**Activity:**
Go through the data and report how many lines include the word "cheque", giving only the number.

**Provided data:**
──────────────────────────────
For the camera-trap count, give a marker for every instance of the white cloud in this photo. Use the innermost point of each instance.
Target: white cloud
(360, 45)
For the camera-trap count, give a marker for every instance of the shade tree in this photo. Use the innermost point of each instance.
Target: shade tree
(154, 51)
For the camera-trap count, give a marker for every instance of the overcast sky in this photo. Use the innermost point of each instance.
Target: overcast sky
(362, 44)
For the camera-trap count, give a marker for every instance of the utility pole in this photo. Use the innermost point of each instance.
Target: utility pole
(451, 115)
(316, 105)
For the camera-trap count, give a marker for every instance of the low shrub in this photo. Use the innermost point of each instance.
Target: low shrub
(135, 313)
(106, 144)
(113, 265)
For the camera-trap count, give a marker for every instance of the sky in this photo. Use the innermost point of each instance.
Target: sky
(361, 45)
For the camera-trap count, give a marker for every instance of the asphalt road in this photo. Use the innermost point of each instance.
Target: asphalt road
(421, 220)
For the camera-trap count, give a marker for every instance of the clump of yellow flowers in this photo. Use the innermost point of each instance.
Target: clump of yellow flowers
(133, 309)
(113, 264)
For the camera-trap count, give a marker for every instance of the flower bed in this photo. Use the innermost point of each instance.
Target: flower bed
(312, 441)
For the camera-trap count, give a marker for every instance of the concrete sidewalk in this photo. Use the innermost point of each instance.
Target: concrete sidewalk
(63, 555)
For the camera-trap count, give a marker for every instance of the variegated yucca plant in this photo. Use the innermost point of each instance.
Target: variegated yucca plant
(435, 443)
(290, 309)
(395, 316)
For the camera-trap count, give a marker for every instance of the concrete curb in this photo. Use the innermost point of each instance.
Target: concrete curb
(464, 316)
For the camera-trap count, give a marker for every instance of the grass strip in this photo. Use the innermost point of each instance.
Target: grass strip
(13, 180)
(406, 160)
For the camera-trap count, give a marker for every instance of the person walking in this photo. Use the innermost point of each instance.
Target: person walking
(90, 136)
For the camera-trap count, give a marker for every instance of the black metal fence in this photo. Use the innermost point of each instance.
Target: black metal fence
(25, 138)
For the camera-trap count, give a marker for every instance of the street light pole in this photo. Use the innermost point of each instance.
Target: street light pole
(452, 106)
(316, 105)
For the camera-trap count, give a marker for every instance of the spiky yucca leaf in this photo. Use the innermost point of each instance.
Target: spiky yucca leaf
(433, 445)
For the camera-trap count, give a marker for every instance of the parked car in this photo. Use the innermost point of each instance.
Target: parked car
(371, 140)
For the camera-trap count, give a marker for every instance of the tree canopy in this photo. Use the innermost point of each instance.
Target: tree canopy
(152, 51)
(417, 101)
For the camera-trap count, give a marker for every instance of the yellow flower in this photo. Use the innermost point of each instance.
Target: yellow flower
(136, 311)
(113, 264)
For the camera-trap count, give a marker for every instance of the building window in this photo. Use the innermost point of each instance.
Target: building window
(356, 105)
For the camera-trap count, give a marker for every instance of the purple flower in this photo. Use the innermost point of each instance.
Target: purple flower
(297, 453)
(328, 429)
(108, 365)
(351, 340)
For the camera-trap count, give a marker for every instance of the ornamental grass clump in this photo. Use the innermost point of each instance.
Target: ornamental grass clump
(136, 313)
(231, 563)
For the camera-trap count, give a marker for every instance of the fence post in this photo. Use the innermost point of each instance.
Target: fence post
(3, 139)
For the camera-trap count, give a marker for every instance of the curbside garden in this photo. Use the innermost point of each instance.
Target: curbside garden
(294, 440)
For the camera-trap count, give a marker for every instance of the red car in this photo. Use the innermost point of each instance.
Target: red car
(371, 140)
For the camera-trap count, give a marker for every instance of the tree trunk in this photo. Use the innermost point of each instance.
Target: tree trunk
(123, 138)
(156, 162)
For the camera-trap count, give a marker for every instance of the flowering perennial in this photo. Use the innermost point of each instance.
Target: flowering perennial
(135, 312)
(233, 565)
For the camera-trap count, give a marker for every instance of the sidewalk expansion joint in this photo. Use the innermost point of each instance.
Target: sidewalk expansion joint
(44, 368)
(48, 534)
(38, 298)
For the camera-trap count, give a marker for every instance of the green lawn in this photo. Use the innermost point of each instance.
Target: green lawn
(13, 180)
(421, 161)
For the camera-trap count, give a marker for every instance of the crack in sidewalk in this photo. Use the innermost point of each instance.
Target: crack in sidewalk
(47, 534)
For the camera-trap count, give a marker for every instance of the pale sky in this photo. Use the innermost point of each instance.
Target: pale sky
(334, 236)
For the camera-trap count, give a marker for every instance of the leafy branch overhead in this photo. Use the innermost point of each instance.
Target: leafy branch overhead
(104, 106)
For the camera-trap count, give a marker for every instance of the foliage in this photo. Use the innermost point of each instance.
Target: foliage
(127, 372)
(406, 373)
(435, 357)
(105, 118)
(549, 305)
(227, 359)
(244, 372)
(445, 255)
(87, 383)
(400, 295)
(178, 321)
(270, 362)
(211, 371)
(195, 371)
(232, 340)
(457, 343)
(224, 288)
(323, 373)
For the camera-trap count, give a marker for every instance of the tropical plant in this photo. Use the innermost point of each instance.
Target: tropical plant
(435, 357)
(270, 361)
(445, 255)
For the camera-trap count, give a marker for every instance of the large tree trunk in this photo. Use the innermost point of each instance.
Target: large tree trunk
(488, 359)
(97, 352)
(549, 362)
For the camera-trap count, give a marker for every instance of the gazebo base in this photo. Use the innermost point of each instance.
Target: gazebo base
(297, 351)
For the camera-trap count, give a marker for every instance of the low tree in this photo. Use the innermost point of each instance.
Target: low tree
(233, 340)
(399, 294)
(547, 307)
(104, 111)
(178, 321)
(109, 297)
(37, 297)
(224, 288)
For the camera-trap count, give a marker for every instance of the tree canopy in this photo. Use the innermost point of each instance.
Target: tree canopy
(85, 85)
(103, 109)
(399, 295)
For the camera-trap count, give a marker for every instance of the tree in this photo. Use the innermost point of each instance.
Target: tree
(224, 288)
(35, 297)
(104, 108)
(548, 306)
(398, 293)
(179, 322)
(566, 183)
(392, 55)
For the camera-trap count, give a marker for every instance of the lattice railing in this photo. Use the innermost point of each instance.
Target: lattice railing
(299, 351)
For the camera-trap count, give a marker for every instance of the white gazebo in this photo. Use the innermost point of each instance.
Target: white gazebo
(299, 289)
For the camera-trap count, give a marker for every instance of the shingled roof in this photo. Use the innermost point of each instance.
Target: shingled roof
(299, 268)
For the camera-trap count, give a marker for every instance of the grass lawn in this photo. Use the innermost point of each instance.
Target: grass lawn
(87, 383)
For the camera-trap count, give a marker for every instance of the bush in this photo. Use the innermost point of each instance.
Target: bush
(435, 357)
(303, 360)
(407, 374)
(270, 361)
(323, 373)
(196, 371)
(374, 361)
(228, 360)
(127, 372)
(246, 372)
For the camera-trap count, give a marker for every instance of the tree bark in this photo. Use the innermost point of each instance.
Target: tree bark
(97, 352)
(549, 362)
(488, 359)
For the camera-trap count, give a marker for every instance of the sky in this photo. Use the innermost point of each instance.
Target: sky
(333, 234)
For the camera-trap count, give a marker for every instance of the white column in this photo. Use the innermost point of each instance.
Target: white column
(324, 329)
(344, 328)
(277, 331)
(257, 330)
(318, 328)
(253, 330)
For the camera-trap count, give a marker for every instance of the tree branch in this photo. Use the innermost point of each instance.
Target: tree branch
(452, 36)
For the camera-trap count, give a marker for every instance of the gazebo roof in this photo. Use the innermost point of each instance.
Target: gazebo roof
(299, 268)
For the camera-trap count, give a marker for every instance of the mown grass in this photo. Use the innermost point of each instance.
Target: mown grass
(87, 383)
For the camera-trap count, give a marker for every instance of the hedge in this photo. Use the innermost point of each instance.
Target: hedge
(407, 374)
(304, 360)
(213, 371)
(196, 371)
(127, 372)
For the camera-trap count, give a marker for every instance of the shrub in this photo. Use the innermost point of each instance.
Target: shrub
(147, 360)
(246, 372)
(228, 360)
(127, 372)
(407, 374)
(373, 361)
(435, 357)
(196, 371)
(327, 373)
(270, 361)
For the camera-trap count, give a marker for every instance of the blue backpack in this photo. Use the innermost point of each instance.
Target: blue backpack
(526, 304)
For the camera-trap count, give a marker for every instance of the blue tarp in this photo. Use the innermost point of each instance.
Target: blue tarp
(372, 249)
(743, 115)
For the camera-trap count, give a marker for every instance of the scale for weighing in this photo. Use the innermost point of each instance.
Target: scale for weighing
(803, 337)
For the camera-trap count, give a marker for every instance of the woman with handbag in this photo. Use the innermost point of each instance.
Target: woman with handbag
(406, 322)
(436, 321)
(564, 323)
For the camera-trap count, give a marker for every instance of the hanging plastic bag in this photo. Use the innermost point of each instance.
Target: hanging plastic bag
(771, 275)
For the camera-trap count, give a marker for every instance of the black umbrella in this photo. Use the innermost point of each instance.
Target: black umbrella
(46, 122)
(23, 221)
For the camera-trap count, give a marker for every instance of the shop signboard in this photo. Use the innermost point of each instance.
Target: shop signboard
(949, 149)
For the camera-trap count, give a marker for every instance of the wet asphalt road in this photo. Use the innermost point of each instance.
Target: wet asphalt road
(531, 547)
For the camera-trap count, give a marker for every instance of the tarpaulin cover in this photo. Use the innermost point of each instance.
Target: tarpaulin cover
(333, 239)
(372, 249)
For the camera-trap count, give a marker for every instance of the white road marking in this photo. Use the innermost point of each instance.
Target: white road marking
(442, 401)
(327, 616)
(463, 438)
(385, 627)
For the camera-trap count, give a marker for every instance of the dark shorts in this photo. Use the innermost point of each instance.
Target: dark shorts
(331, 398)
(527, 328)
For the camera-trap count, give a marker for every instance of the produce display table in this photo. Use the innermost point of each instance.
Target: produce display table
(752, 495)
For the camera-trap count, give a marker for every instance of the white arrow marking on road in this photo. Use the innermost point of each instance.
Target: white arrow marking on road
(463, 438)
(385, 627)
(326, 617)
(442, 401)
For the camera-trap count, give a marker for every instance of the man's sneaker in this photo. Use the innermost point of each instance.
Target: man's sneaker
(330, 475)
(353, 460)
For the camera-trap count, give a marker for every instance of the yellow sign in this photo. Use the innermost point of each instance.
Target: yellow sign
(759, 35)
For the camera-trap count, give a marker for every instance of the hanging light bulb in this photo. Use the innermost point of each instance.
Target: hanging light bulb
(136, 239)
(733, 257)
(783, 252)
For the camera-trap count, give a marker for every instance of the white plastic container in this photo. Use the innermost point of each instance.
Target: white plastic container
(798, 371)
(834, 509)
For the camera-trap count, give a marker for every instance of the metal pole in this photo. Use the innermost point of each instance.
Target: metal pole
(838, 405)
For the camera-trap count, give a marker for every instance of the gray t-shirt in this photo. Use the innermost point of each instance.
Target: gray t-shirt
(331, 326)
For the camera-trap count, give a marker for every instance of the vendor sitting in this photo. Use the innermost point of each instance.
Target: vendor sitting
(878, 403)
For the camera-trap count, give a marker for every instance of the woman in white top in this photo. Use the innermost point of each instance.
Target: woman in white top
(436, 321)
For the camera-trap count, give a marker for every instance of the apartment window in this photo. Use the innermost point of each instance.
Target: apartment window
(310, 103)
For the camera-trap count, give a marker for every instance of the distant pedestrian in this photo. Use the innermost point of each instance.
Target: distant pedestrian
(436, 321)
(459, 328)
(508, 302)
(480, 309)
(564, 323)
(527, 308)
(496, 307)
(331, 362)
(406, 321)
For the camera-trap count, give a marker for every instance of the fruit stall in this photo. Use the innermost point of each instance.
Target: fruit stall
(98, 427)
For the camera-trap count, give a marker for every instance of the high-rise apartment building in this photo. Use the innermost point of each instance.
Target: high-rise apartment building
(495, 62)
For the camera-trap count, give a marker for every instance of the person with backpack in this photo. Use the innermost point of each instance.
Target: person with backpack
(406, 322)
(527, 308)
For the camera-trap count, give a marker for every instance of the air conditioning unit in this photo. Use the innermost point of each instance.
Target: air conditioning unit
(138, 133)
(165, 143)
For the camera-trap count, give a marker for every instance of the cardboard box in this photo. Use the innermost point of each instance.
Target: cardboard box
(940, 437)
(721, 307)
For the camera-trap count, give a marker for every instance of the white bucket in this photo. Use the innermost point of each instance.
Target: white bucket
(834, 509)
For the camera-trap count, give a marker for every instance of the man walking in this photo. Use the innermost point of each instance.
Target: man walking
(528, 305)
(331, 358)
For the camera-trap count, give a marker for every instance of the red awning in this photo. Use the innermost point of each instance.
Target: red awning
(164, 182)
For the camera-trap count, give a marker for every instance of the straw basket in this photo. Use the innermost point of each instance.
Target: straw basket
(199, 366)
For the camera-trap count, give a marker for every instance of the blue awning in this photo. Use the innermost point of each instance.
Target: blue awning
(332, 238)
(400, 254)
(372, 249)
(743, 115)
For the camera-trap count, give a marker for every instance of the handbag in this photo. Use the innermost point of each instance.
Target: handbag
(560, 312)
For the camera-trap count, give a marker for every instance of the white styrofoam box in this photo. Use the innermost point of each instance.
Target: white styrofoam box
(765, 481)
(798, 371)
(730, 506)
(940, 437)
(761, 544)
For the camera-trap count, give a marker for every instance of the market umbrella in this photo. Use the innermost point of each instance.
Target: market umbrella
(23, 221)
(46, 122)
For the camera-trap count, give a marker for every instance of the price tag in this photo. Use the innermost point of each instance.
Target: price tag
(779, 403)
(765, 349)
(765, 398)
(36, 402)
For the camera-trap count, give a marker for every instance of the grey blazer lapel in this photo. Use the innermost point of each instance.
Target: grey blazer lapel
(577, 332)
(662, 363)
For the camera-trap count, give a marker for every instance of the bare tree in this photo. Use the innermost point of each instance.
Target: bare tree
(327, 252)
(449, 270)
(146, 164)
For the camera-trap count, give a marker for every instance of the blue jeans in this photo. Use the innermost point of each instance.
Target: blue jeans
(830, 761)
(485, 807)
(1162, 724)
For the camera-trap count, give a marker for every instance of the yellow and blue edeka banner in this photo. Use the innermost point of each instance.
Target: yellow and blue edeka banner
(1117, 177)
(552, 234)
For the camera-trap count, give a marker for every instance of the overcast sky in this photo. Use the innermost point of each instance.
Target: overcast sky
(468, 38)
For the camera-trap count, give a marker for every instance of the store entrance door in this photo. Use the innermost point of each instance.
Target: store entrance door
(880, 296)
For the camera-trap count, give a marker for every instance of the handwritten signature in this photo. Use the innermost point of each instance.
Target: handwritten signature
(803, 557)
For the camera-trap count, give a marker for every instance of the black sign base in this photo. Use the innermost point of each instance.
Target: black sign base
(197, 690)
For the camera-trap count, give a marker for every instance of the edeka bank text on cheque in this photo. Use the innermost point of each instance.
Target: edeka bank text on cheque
──────────────────────────────
**Reply to the exercise:**
2